Review: Userlands edited by Dennis Cooper
Dennis Cooper (ed)Userlands: New Fiction Writers from the Blogging Underground
Published by Little House On The Bowery
Reviewed by Bec Chalkley
Userlands is a hefty anthology created by a constellation of writers formed around Dennis Cooper’s blog. In Cooper’s words, his comments section became “something of a virtual workshop full of supportive yet sharp discussions about the writing by the people posting there.”
Editor Cooper notes, “it seemed to me that my creations were less the point than the lure that brought newcomers into the growing artistic community that had formed in the backstage of the blog’s main page.”
Like does however seem to have attracted like, generating a collection that’s almost homage in places – the stories are decidedly Cooper-esque in tone and theme, being bleak and troubling tales of disrupted childhood, malfunctioning domesticity, thrill-seeking teenagers and perilous, messy sexual encounters.
Likewise, reflecting the early demographic of Cooper’s blog, the contributors to Userlands are for the most part male and North American or British, despite a smattering of European and female authors. The editor’s claims towards diversity are most accurately located around the writers’ ages, their limited access to an audience and atypical subject matter. With a nod to the collection’s internet genesis, some of the pieces dismiss conventional syntax and some have an exploratory or experimental style, while others are fully realised short fiction. “There are writers of great sophistication and nerve, writers who have personal truths they need to express in fiction as forcefully as possible,” says Cooper, “I hope writers who might doubt the possibility that their own unusual fiction could find a rightful audience will read Userlands and think again.”
It’s replete with graphic snapshots of violence, fucking, death, abuse and alienation, set against a claustrophobic urban backdrop that’s strewn with broken glass, bare lightbulbs, knives, guns, cigarettes, coffee, drugs, booze, scars and orifices. The pages fairly run with blood, piss, tears, come and sweat. Of the pieces in this vein, Matthew Williams’ devastating hustler epic ‘My Body’s Work’ is especially striking.
Other highlights include Angela Taveres’ atmospheric tale of betrayal ‘Fast Ones’, Jeff Jackson’s disquieting ‘Three Untitled Stories About Smoking’, Jose Alvarado Lopez’s haunting ‘Fake Animals’, and ‘Dear Sybellus’ by Joseph Marcure, which begins whimsically: “Been sad lately, been eating lots of ketchup. Used to suck it out of the bottle but now that I’ve lost my teeth I put it in a bowl and slurp it off a spoon.”
Some of these tales particularly recall the dark early prose of Cooper’s Dream Police, others Rebecca Brown’s unsettling short story collection The Terrible Girls or James Williams’ But I Know What You Want. Userlands is a worthy addition to these works. Emotive and gory, it’s open heart surgery in every sense. A gruelling, if rewarding, read.

Stored records
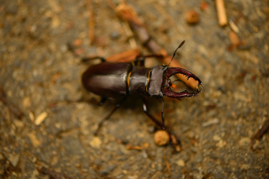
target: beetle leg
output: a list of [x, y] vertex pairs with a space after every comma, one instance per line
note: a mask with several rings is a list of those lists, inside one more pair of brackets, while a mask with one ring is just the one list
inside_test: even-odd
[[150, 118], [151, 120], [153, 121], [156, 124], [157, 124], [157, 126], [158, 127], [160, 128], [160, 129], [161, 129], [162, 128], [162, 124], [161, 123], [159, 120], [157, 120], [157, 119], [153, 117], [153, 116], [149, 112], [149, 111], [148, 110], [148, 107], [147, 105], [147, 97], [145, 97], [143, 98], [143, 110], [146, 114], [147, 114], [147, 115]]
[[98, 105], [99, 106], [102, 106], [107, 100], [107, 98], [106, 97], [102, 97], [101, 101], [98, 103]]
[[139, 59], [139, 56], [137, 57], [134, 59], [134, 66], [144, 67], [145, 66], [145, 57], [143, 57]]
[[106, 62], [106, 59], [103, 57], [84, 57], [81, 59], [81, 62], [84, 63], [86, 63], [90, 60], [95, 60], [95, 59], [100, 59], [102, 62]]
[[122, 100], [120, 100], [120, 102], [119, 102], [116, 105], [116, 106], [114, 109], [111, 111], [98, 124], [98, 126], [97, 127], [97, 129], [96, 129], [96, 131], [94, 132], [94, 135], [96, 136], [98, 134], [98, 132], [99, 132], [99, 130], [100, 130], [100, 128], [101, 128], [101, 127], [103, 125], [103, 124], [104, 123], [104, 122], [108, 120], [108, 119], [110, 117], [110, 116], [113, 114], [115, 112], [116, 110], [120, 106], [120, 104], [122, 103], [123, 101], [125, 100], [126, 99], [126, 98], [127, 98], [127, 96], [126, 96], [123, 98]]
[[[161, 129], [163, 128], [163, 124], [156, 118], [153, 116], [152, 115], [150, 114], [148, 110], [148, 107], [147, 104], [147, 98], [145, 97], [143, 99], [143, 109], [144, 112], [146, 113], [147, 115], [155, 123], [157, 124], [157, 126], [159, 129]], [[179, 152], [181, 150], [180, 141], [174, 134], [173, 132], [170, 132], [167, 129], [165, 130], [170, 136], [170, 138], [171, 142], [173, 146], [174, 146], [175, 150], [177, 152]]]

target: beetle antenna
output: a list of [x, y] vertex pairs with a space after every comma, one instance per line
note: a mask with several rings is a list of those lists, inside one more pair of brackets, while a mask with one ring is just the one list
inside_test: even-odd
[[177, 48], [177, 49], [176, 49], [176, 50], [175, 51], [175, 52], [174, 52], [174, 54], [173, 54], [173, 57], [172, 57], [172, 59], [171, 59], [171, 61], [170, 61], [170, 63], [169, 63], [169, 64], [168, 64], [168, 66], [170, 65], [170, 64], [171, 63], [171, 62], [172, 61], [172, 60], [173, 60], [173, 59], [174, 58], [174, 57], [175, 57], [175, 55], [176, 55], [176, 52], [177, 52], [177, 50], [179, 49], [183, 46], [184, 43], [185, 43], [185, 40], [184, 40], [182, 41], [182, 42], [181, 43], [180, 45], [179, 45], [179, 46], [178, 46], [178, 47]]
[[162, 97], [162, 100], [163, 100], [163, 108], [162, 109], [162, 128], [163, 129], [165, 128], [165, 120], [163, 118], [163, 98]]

- Activities -
A – Summarize the Userlands review in two sentences.
B – Copy the passage of the Userlands review between "It’s replete with" and "is especially striking.", inclusive.

- Solutions per task -
A – Userlands is a hefty anthology by writers who formed a community around Dennis Cooper's blog, whose comments section he describes as a virtual workshop. Its stories are bleak, graphic and Cooper-esque, written mostly by male North American or British contributors, and the reviewer judges it a worthy, gruelling but rewarding read.

B –
It’s replete with graphic snapshots of violence, fucking, death, abuse and alienation, set against a claustrophobic urban backdrop that’s strewn with broken glass, bare lightbulbs, knives, guns, cigarettes, coffee, drugs, booze, scars and orifices. The pages fairly run with blood, piss, tears, come and sweat. Of the pieces in this vein, Matthew Williams’ devastating hustler epic ‘My Body’s Work’ is especially striking.